* **ARTÍCULO**:
============================================================
Queramos o no, la obra literaria, por mucho que se base en la realidad, tiene que ser una obra de ficción, cuya característica principal, como señalaba Aristóteles, es la mimesis o verosimilitud. Esto es lo que tratan de hacer los escritores chicanos y, en mayor o menor grado, de una u otra manera, lo logran. Si no lo logran, como parece indicar el referido crítico Juan Rodríguez, entonces nos encontramos ante un grave problema y disyuntiva: o el escritor chicano no sabe representar su realidad vital auténtica, o la realidad vital chicana no es auténtica. No cabe duda de eso. Más fácil, o sea, no tan grave, parecería ser negarle al autor chicano la posibilidad (¿capacidad?) de transmitir, por medio de la palabra, esa «realidad» vital auténtica y social del chicano. Pero si admitiéramos esta capacidad como dudosa, nos meteríamos también en un grave y peligroso escollo. Para comenzar, de sobra sabemos que la mayor parte de los autores conocidos hoy día son los que escribieron hace dos o tres décadas. En segundo lugar, que la mayoría de ellos fueron producto de la realidad vital chicana, y con esto queremos indicar que procedían de la clase económica baja, muchos de ellos campesinos. O sea, salieron de la raíz, de la mera base, del corazón latente del pueblo. Escribieron, como dice el mismo crítico, «no de espaldas, sino de cara al pueblo».
============================================================
* **LISTADO DE DATOS**:

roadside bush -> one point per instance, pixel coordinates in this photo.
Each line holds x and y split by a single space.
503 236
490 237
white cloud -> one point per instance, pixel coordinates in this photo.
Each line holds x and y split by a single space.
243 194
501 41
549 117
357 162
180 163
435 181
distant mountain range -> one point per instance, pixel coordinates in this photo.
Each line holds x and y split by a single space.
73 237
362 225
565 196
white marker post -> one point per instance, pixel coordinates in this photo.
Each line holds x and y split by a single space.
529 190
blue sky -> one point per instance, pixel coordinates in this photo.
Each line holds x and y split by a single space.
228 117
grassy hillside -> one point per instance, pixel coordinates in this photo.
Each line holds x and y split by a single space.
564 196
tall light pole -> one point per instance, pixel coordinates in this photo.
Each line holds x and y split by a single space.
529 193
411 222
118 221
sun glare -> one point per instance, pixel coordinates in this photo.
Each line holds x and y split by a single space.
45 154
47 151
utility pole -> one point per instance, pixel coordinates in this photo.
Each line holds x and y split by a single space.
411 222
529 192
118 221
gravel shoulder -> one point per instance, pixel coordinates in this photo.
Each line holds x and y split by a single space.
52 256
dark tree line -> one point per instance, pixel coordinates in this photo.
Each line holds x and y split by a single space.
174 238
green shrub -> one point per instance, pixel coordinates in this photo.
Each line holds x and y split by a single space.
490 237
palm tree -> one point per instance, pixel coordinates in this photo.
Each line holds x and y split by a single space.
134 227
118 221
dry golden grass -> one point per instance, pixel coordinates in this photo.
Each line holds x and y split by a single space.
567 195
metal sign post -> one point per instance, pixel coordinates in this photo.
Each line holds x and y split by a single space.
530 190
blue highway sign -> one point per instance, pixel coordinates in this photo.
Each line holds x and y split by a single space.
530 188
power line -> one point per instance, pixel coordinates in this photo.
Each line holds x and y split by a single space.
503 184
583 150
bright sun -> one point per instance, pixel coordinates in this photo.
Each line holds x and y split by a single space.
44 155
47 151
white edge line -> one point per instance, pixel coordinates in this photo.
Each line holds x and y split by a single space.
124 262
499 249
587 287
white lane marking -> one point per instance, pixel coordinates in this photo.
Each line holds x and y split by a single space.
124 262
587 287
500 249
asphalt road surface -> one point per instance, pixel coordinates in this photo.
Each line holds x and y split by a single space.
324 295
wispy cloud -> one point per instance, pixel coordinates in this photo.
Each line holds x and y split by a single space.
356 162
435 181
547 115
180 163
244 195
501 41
============================================================
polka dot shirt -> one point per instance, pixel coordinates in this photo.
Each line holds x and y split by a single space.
============================================================
* **EJERCICIO ESCRITO**: Prosiga el artículo sobre los escritores chicanos y la autenticidad de su realidad vital a partir de su última oración.

* **RESPUESTA A CONTINUACIÓN**:
Nos podríamos preguntar: entonces, ¿qué pasó? Hay dos respuestas posibles: o que el escritor no supo mimetizar su realidad, o que no quiso. Cualquier de estas dos respuestas nos parecen otro insulto contra el escritor comprometido. Y creemos que, en estos últimos veinte o treinta años, la mayor parte de ellos lo fueron. Queda otra tercera posibilidad. Nos atreveríamos a decir que, si queremos o tenemos que admitir alguna inautenticidad, no radicaría precisamente en la vida diaria de la gente, a quien (entre paréntesis) no le importa gran cosa esto de las literaturas por varias de razones, siendo la primera la de que, desgraciadamente, no tiene tiempo libre para dedicarse a lujos de lecturas (porque la literatura muchas veces es eso: un lujo). Ni tampoco debiéramos buscar esa posible inautenticidad en el escritor, pues tenemos que suponer, aunque sólo sea a priori, que escribieron por necesidad de contar las experiencias de la Raza oprimida y las suyas propias, realizadas dentro de su propio grupo. Entonces queda la tercera posibilidad que, si existe, sería la más creíble: la inautenticidad del crítico que achaca a la literatura chicana lo de no ser auténtica, al menos en parte. Si esto fuera cierto, como nos inclinamos a creerlo en ciertos casos, se debería quizás a que los críticos somos hijos de una institución de «amasacerebros», llamada universidad. Los utensilios críticos los aprendimos, los heredamos, no de la gente, que vive su vida más o menos auténticamente, sino de otra gente o grupo que, en muchos de los casos, no conoce ni siquiera vivió la vida del chicano. Si admitimos que el chicano, a causa y a través de su trágica historia, ha sido enajenado, tendremos que concluir que el crítico, más que el escritor, y mucho más que la gente, ha sufrido una triple enajenación: la de su vida (por ser miembro de ese grupo enajenado, el universitario), la de su historia y, por ende, la de su identidad cultural, y por haber sido «educado» por otro grupo ajeno al propio, es decir, por el anglo. Y basta de críticas a la crítica.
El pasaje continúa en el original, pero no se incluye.